## Source
>> begin

Why do I have to provide an items.id column to the group by clause? - postgresql

I want to return unique items based on condition, sorted by price asc. My query fails because Postgres wants items.id to be present in the group by clause. If it's included the query returns everything matching the where clause, which is not what I want. Why do I need to include the column?
select items.*
from items
where product_id = 1 and items.status = 'in_stock'
group by condition /* , items.id returns everything */
order by items.price asc
| id | condition | price |
--------------------------
| 1 | new | 9 |
| 2 | good | 5 |
| 3 | good | 3 |
I only want items with ids 1 and 3.
Update: Here's a fiddle using the answer below, which still produces the error:
http://sqlfiddle.com/#!1/33786/2

The problem is that PostgreSQL has no way of knowing which items records you want to take values from; that is, it can't tell that you want this:
| id | condition | price |
--------------------------
| 1 | new | 9 |
| 3 | good | 3 |
and not this:
| id | condition | price |
--------------------------
| 1 | new | 9 |
| 2 | good | 5 |
To fix this, you need to use some sort of aggregation function, such as MAX:
SELECT MAX(id) AS id,
condition,
MAX(price) AS price
FROM items
WHERE product_id = 1
AND status = 'in_stock'
GROUP BY condition
ORDER BY price ASC
which gives:
| id | condition | price |
--------------------------
| 1 | new | 9 |
| 3 | good | 5 |
(This restriction is part of the SQL standard, and most DBMSes enforce it. One exception is MySQL, which allows your query, but with the caveat that "The server is free to choose any value from each group, so unless they are the same, the values chosen are indeterminate" [link].)

>> end

## Tasks to perform
1 > In the PostgreSQL thread, which database system is named as an exception that allows the original query?
2 > Say whether each statement agrees with the PostgreSQL thread, answering yes or no and quoting the words that decide it: (a) The reply recommends an aggregation function such as MAX. (b) The asker wants only the items with ids 1 and 2. (c) Most DBMSes enforce the restriction.
3 > Duplicate the part of the PostgreSQL thread starting at "select items.*" and ending at "ids 1 and 3.".
The rows come from a source unrelated to the PostgreSQL thread.

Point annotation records
>> begin

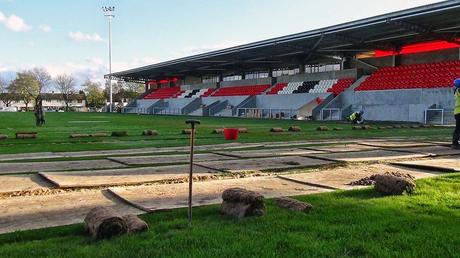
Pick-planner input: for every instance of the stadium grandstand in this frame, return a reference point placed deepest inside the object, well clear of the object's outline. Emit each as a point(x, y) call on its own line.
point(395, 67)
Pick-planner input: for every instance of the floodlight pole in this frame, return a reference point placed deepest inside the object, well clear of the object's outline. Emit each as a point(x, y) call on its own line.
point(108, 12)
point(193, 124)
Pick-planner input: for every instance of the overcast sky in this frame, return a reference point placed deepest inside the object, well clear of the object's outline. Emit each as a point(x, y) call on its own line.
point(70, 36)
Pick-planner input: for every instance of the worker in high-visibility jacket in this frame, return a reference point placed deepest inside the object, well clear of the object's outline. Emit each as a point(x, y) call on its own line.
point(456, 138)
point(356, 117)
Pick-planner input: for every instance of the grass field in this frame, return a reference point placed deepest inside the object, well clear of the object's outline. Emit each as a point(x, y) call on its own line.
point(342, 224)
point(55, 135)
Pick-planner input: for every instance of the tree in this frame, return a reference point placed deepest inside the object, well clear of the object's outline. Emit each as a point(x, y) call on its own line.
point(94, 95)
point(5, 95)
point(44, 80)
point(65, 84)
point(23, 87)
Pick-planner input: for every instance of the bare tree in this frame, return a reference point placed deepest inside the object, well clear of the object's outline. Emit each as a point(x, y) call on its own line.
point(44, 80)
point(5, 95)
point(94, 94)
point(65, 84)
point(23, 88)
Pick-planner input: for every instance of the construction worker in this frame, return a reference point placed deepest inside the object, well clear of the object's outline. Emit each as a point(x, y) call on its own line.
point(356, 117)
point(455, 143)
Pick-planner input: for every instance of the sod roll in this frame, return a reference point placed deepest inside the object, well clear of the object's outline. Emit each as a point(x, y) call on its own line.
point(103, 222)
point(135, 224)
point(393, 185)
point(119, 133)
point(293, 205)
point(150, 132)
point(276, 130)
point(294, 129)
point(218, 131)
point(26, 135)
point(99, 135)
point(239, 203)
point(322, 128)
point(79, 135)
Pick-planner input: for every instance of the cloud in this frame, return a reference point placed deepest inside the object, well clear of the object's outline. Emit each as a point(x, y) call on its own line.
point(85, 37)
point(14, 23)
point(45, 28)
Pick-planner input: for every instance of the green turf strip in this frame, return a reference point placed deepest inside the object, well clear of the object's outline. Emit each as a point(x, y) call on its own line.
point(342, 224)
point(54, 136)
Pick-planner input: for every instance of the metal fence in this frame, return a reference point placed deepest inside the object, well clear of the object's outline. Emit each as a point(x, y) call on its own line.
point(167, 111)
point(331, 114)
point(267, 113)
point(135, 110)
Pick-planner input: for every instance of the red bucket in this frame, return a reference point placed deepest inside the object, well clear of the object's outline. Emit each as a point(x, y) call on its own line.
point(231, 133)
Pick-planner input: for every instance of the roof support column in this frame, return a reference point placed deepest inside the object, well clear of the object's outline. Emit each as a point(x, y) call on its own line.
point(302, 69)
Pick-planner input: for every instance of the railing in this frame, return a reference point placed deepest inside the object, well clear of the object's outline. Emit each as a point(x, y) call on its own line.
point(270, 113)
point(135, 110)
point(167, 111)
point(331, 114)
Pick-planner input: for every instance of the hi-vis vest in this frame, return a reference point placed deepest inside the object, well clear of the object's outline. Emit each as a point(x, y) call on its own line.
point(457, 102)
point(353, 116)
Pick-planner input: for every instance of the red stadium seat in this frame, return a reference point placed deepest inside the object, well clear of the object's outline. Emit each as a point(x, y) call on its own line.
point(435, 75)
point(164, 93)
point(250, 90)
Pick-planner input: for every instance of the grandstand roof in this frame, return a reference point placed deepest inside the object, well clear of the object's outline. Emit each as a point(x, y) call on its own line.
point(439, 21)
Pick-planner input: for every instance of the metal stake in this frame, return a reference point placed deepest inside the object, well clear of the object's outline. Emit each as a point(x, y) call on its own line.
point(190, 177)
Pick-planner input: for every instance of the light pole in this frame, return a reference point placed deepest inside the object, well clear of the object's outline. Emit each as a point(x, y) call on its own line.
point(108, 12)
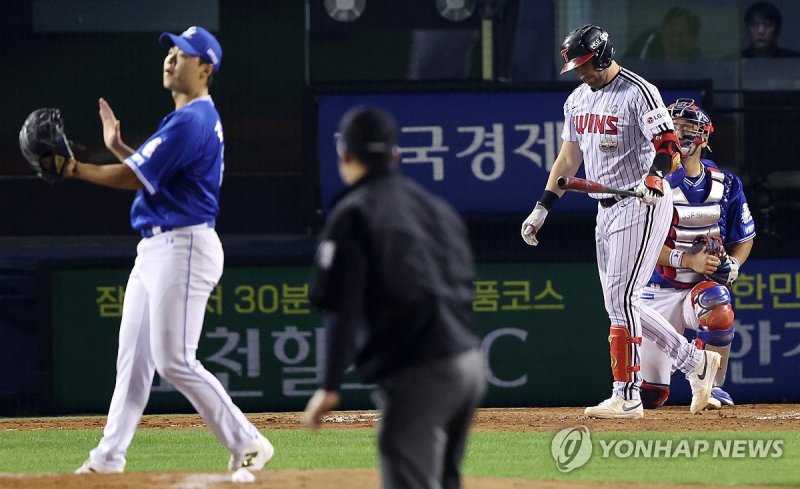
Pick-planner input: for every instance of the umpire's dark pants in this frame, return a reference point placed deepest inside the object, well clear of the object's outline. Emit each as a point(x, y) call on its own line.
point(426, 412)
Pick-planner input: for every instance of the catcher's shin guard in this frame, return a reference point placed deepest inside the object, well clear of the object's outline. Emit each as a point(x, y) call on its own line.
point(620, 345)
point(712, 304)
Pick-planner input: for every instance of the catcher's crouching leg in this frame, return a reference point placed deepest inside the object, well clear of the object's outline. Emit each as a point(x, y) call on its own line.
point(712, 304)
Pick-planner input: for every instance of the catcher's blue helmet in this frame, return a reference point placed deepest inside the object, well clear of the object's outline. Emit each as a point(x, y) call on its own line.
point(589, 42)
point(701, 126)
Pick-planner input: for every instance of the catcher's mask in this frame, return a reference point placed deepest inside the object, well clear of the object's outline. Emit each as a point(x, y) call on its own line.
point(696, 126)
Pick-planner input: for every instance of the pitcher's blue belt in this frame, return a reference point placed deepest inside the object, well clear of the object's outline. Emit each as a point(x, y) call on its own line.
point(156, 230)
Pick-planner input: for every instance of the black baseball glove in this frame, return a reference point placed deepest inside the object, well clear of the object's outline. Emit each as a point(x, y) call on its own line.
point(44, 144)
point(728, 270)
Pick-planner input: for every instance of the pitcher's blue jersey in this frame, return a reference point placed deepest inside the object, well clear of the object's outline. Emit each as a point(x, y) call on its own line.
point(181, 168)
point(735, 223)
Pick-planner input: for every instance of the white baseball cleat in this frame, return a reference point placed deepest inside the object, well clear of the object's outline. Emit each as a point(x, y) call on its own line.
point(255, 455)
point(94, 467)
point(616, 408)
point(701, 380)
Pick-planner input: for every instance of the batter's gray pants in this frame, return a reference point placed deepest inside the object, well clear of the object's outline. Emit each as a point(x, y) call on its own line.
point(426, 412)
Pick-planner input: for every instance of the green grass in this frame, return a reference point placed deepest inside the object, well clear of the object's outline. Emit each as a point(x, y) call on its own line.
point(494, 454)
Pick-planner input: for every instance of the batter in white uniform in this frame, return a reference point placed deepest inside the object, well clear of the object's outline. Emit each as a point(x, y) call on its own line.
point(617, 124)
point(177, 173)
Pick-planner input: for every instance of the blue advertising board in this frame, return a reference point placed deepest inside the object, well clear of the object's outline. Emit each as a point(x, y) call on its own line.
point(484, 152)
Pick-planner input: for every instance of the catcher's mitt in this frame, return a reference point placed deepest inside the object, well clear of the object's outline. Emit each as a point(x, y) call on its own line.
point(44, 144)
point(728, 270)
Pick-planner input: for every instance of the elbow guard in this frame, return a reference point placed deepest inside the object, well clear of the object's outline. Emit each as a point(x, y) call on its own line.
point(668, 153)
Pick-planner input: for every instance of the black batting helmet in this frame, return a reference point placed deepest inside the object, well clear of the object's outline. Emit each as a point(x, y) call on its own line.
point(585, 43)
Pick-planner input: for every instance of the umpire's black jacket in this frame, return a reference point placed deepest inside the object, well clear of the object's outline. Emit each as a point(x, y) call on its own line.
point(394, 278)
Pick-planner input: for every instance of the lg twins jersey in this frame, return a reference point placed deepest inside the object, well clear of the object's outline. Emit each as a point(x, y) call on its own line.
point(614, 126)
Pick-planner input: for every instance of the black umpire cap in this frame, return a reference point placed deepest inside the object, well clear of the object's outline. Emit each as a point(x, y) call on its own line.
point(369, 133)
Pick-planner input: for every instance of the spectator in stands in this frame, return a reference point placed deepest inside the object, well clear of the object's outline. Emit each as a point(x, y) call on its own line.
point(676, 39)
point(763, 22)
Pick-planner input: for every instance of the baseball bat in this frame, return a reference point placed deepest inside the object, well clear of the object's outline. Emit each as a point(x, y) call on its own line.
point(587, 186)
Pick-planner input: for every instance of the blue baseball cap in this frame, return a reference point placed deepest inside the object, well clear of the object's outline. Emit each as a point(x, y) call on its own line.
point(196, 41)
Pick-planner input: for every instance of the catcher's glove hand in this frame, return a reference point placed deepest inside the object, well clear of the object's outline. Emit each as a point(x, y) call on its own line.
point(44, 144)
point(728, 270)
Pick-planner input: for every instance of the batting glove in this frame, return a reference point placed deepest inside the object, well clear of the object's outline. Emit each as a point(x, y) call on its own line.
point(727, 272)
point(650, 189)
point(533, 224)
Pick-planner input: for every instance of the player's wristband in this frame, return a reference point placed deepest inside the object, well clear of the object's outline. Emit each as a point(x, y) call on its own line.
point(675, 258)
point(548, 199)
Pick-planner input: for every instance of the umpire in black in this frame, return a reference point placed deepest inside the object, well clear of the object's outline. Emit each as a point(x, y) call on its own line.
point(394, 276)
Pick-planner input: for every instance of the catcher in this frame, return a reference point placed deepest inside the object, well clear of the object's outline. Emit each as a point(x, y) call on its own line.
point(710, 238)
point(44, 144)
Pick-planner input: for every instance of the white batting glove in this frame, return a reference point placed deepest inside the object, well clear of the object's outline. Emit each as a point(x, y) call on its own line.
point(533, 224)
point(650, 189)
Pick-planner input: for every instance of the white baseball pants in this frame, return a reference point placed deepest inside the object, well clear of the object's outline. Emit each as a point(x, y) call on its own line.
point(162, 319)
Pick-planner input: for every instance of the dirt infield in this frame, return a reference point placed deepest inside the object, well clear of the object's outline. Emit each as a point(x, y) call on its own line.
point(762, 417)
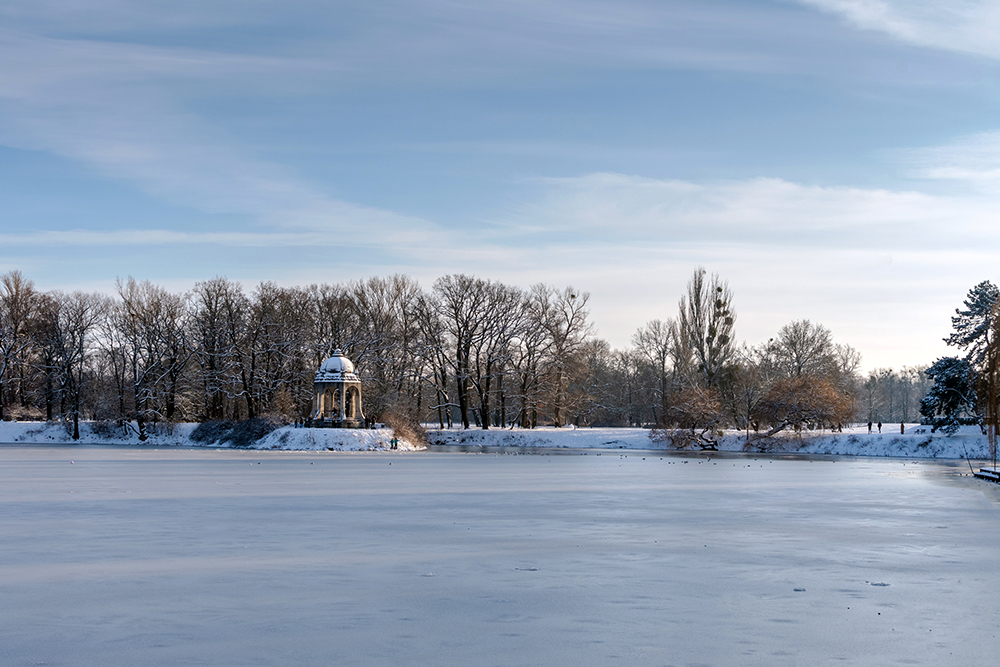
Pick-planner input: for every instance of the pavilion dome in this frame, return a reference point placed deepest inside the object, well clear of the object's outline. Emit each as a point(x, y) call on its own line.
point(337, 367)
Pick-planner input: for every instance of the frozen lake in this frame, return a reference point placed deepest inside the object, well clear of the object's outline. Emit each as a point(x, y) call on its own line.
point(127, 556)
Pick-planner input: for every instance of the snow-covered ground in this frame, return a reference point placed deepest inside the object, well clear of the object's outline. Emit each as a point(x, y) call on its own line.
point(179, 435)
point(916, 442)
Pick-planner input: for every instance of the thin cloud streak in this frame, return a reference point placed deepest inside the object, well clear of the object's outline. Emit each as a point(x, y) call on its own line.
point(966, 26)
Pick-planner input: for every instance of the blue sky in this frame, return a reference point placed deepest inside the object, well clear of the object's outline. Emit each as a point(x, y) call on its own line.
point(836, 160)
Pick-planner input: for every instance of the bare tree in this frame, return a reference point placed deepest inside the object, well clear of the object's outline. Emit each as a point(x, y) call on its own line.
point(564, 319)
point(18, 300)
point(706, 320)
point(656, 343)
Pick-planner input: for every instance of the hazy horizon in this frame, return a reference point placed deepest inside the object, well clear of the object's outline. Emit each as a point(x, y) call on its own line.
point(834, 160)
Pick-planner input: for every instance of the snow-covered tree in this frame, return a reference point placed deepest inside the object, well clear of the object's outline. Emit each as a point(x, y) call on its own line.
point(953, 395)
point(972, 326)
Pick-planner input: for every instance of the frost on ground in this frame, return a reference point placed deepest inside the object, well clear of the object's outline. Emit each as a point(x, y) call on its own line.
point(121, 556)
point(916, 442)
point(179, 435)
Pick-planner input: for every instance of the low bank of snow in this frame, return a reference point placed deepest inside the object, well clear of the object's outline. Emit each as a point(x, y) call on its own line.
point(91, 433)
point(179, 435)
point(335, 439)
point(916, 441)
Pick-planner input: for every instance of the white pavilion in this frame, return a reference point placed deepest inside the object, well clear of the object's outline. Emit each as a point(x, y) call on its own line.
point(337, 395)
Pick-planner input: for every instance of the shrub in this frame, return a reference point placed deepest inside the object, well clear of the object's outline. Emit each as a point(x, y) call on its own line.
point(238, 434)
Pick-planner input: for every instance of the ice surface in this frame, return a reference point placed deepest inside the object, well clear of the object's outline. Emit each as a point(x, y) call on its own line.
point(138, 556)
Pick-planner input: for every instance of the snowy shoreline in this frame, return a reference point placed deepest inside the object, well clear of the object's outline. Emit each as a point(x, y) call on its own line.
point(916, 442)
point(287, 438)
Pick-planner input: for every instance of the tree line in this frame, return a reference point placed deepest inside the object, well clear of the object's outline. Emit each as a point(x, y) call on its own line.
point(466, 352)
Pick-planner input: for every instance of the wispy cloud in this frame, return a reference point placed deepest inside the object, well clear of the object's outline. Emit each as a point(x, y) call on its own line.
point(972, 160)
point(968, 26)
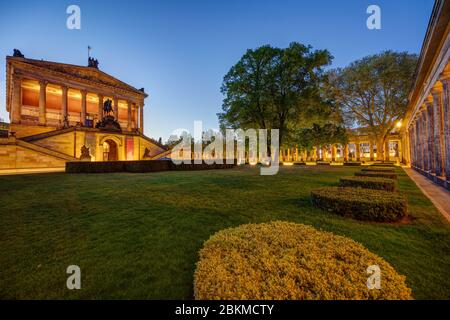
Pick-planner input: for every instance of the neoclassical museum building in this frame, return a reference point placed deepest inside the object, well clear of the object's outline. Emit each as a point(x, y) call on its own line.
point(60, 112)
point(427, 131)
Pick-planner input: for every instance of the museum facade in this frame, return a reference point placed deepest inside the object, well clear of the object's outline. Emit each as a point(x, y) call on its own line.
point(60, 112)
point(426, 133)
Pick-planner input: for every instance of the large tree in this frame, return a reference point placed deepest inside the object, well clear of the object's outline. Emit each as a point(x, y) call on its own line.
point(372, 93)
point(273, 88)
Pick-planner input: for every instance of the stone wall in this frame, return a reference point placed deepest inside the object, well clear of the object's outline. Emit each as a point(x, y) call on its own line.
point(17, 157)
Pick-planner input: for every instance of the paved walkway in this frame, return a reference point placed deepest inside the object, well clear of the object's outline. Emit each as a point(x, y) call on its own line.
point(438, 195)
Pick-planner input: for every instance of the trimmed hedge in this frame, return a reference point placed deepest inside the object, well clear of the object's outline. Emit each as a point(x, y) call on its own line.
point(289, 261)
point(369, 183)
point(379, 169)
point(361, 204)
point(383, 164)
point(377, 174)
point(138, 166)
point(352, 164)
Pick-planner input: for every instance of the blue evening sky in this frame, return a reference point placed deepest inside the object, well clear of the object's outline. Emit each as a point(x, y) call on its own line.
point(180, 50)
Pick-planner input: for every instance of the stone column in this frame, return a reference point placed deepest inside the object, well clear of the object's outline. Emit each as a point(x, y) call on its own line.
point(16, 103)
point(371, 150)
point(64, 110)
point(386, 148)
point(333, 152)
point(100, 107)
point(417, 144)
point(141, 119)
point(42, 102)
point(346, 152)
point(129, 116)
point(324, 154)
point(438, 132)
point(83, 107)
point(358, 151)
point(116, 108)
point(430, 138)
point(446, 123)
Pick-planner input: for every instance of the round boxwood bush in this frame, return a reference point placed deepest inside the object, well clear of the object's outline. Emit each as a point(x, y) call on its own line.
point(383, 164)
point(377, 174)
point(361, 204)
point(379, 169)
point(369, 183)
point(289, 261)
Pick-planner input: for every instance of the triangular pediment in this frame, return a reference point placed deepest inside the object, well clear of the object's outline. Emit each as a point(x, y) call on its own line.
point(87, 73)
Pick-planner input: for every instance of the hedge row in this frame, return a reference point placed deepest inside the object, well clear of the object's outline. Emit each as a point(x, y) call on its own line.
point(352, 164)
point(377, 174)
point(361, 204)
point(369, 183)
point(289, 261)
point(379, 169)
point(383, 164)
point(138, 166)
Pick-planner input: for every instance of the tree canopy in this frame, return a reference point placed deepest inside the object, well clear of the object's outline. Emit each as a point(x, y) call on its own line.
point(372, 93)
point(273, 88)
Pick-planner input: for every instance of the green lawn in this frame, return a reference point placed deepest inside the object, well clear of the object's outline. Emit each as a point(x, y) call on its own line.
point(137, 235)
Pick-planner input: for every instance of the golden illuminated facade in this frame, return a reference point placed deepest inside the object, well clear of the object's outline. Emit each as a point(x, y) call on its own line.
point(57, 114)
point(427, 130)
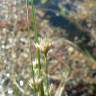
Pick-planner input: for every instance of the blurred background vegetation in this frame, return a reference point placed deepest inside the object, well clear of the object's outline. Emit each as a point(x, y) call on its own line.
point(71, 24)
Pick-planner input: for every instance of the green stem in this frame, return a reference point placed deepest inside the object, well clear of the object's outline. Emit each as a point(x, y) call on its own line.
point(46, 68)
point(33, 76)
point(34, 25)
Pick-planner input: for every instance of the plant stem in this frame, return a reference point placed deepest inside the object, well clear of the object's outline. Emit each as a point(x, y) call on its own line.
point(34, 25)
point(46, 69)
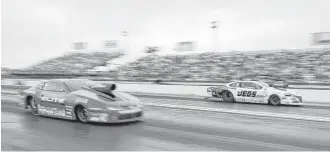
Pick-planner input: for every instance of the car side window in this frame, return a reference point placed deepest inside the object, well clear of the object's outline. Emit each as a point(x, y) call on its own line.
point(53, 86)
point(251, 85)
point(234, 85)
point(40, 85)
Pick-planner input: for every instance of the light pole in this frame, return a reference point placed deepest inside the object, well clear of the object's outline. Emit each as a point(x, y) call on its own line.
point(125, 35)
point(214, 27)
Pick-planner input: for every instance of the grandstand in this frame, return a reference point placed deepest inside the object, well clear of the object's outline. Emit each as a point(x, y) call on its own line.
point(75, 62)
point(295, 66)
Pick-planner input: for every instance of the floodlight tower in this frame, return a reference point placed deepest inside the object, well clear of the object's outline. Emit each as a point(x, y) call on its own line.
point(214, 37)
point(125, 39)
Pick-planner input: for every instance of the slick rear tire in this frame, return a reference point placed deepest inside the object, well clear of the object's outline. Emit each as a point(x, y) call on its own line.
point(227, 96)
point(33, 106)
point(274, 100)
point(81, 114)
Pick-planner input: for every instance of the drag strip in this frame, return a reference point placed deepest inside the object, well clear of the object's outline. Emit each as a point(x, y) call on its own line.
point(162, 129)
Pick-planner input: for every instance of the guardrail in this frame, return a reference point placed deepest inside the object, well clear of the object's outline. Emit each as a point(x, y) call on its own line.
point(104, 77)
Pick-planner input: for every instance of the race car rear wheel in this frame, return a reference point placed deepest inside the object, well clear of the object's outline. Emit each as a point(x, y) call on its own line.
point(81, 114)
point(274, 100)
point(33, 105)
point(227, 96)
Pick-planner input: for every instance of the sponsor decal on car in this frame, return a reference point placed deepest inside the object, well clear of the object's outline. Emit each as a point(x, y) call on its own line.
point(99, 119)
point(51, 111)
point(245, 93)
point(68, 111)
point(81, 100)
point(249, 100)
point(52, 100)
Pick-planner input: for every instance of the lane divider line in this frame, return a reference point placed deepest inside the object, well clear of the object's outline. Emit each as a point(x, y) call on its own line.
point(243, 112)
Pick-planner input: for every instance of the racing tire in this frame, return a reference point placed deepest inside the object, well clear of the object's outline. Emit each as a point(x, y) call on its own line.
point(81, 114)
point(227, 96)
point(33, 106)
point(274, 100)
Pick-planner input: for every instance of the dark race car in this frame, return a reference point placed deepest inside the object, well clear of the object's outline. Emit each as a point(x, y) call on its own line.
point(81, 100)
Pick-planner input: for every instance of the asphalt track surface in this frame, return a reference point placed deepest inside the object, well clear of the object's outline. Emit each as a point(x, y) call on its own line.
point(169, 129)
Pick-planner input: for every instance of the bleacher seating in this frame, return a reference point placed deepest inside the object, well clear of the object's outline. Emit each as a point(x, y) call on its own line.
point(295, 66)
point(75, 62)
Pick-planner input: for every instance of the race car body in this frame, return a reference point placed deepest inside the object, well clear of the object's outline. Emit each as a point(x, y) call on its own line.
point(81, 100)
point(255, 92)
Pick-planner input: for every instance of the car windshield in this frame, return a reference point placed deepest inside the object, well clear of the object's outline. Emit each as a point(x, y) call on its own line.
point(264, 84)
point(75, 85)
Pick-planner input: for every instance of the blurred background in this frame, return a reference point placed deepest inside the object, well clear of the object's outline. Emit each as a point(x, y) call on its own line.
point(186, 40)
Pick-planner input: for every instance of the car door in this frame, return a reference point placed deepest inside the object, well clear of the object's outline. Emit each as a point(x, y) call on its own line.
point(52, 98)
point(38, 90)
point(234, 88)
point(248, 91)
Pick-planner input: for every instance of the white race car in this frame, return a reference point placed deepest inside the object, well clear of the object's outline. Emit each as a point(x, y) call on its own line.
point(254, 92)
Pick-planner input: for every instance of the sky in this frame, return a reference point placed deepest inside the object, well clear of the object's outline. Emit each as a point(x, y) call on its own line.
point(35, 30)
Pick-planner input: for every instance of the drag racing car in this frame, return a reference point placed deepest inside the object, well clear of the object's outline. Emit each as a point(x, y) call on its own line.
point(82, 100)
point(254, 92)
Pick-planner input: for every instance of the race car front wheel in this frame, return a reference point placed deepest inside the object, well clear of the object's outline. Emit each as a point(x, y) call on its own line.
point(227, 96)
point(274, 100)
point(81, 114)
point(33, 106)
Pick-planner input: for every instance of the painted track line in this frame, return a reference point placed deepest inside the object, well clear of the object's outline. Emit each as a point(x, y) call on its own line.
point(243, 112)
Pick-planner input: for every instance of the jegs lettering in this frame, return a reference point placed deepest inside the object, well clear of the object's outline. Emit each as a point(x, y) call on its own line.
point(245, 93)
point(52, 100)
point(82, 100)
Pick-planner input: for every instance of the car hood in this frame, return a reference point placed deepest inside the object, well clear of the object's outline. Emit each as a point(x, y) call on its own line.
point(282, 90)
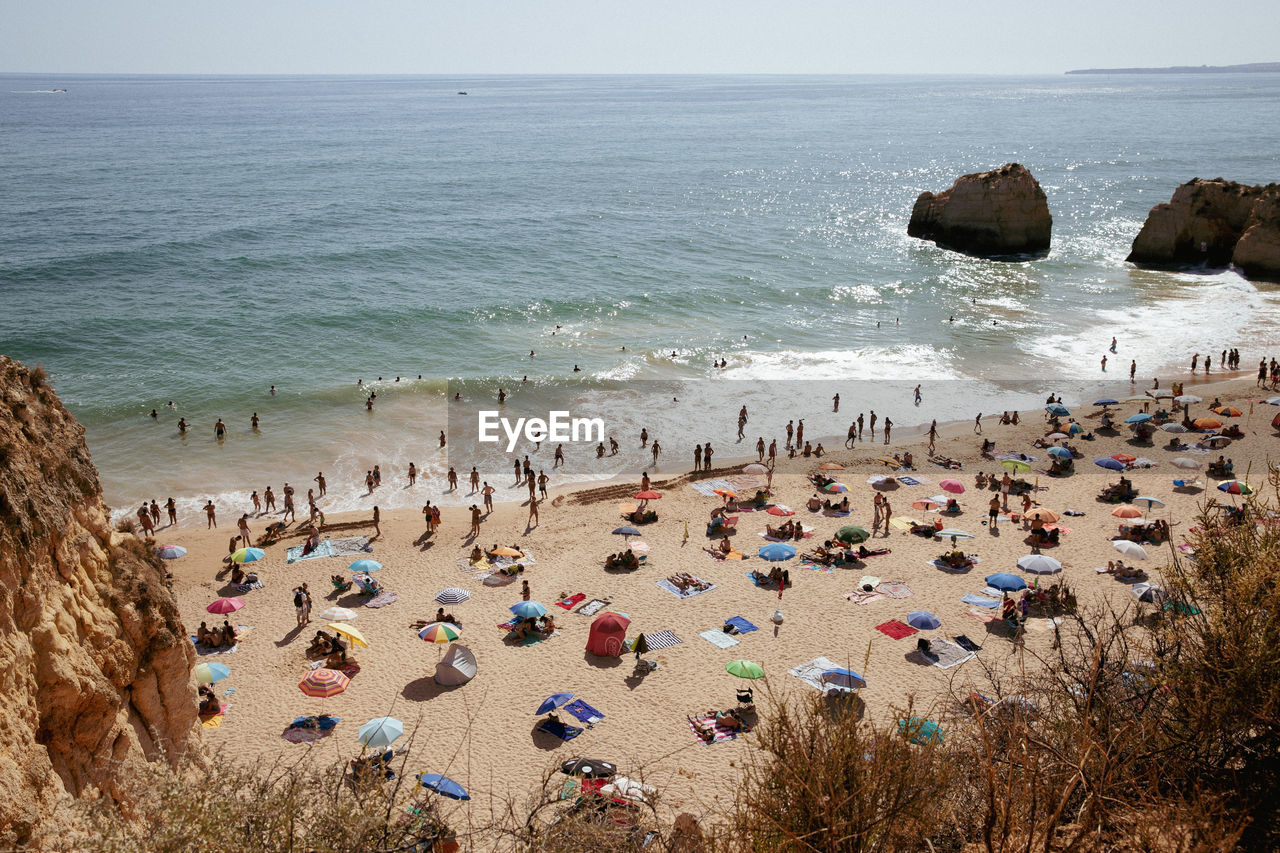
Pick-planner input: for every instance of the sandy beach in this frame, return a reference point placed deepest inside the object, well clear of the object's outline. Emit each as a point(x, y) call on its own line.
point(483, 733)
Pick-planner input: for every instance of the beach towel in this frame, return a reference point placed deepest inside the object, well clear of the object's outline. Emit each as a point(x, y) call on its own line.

>> end

## Solutions below
1 > MySQL

2 >
(a) Yes: "you need to use some sort of aggregation function, such as MAX"
(b) No: "I only want items with ids 1 and 3."
(c) Yes: "most DBMSes enforce it"

3 >
select items.*
from items
where product_id = 1 and items.status = 'in_stock'
group by condition /* , items.id returns everything */
order by items.price asc
| id | condition | price |
--------------------------
| 1 | new | 9 |
| 2 | good | 5 |
| 3 | good | 3 |
I only want items with ids 1 and 3.